## DATA TO PROCESS
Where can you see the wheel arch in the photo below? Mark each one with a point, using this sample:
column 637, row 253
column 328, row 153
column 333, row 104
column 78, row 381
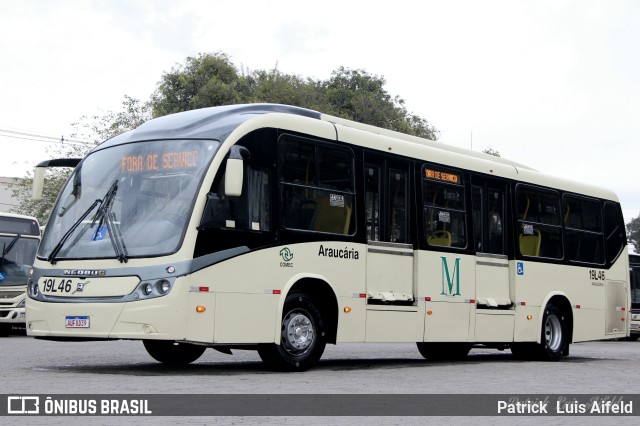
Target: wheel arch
column 561, row 301
column 324, row 297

## WHAT TO DO
Pictures must be left out of the answer, which should be exactly the lines from the one holding "column 333, row 104" through the last line of the entries above, both included; please add nothing.

## SOLUTION TO THE EXERCISE
column 333, row 104
column 78, row 381
Target: wheel arch
column 561, row 301
column 324, row 297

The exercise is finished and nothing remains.